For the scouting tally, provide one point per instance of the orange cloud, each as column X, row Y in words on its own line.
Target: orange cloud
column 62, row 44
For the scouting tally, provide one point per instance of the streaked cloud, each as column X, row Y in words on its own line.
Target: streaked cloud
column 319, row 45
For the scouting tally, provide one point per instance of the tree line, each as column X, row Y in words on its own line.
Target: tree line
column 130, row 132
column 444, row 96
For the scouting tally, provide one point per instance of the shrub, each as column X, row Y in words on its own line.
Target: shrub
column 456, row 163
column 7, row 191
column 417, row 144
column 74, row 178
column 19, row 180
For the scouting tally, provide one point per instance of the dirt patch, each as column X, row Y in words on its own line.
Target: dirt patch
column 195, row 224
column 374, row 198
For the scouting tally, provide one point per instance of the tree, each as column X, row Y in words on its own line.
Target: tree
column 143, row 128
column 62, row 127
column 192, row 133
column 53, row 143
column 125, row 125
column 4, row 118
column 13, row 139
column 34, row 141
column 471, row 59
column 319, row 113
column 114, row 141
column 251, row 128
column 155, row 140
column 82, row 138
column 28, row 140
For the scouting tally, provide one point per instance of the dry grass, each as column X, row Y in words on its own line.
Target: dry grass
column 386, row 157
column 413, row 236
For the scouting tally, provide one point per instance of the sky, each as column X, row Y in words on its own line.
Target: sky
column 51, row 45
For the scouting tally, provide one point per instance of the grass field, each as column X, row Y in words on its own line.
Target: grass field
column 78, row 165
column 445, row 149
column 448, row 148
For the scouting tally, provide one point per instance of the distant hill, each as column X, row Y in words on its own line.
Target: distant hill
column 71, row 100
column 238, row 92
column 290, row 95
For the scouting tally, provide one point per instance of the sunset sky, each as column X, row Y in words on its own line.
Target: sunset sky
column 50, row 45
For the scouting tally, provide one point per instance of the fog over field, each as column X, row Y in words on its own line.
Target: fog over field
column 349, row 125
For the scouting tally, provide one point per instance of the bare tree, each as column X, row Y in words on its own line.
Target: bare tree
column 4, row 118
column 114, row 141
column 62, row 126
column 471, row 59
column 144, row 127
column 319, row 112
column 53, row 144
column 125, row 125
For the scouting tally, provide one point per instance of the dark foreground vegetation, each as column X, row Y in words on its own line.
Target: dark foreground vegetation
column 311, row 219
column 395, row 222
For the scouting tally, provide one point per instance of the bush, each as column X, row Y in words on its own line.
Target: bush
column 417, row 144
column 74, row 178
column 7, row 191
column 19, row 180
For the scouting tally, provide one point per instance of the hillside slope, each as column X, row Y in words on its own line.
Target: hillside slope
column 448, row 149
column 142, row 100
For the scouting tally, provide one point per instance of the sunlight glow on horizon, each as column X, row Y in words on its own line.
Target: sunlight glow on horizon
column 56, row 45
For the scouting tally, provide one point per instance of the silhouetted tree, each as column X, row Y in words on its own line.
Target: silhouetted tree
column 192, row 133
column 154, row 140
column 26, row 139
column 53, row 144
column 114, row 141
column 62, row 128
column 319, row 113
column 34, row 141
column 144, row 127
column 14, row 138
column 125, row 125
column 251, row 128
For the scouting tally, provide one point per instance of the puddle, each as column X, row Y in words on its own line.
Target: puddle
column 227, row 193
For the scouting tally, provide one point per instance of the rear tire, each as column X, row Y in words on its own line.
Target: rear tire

What you have to do: The records above are to be repeated exactly, in their entirety.

Solution to the problem:
For the scouting tally, provide one point per instance of the orange cloud, each as column X, row Y in words on its own line.
Target: orange cloud
column 62, row 44
For the scouting tally, provide one point per instance of the streaked cloud, each as column X, row Y in words on its own line.
Target: streaked cloud
column 319, row 45
For the scouting tally, provide one point per instance of the tree line, each as column X, row Y in words on its own line.
Target: tree line
column 130, row 132
column 444, row 96
For the scouting tally, provide one point per instance of the shrub, each as column X, row Y in words on its own line.
Target: shrub
column 456, row 163
column 7, row 191
column 417, row 144
column 74, row 178
column 19, row 180
For the scouting tally, provide one point per instance of the dirt patch, each as column X, row Y in words on its own line.
Target: dirt patch
column 195, row 224
column 374, row 198
For the scouting tally, provide one point per instance of the tree, each as column X, row Y in words on its own line.
Target: tree
column 143, row 128
column 62, row 127
column 192, row 133
column 53, row 143
column 125, row 125
column 4, row 118
column 13, row 139
column 34, row 141
column 471, row 59
column 319, row 113
column 114, row 141
column 251, row 128
column 155, row 140
column 82, row 138
column 28, row 140
For the scouting tally, provide one point per instance of the dry grass, each as column X, row Y in words on its own line.
Target: dry grass
column 386, row 157
column 413, row 236
For the scouting tally, provide one point per instance of the sky, each as column X, row Y in words on its own line.
Target: sky
column 51, row 45
For the scouting tally, provide one point per instance of the grass field, each as column X, row Y in words on its own line.
Target: grass field
column 78, row 165
column 445, row 149
column 448, row 148
For the scouting tally, provide one point per instance of the distant hill, each as column X, row Y in words on its own line.
Target: distant hill
column 71, row 100
column 238, row 92
column 290, row 95
For the scouting tally, provide one point per instance of the sunset sky, each as column X, row Y in words on its own line.
Target: sunset sky
column 50, row 45
For the scouting tally, provide one point per instance of the fog over field, each as column X, row Y in words on its own line.
Target: fog over field
column 349, row 125
For the scouting tally, provide one point per instance of the bare tree, each as column X, row Y in words on its own line.
Target: bare tree
column 4, row 118
column 114, row 141
column 62, row 126
column 471, row 59
column 144, row 127
column 319, row 112
column 53, row 144
column 125, row 125
For the scouting tally, provide one point per instance of the dark foreground vegetation, each as column X, row Y in words on its own line.
Target: dark foreground vegetation
column 311, row 219
column 395, row 222
For the scouting tally, provide one point per instance of the bush, each as column X, row Y in words on its own line.
Target: bush
column 417, row 144
column 74, row 178
column 7, row 191
column 19, row 180
For the scouting tally, provide one point per instance of the hillside slope, each as column X, row Y in words on its own line.
Target: hillside slope
column 448, row 149
column 142, row 100
For the scouting tally, provide one point per instance of the sunlight glow on horizon, each as column X, row Y in words on its own line.
Target: sunlight glow on horizon
column 56, row 45
For the scouting tally, provide one point per instance of the silhouetted tree, each as column X, row Y in words on its own line.
Target: silhouetted tree
column 192, row 133
column 154, row 140
column 26, row 139
column 53, row 144
column 114, row 141
column 62, row 128
column 319, row 113
column 34, row 141
column 144, row 127
column 14, row 138
column 125, row 125
column 251, row 128
For the scouting tally, provide one point per instance of the puddle, each as column X, row Y in words on its own line.
Target: puddle
column 227, row 193
For the scouting tally, provide one point per instance of the rear tire, each as column X, row Y in words on its own line.
Target: rear tire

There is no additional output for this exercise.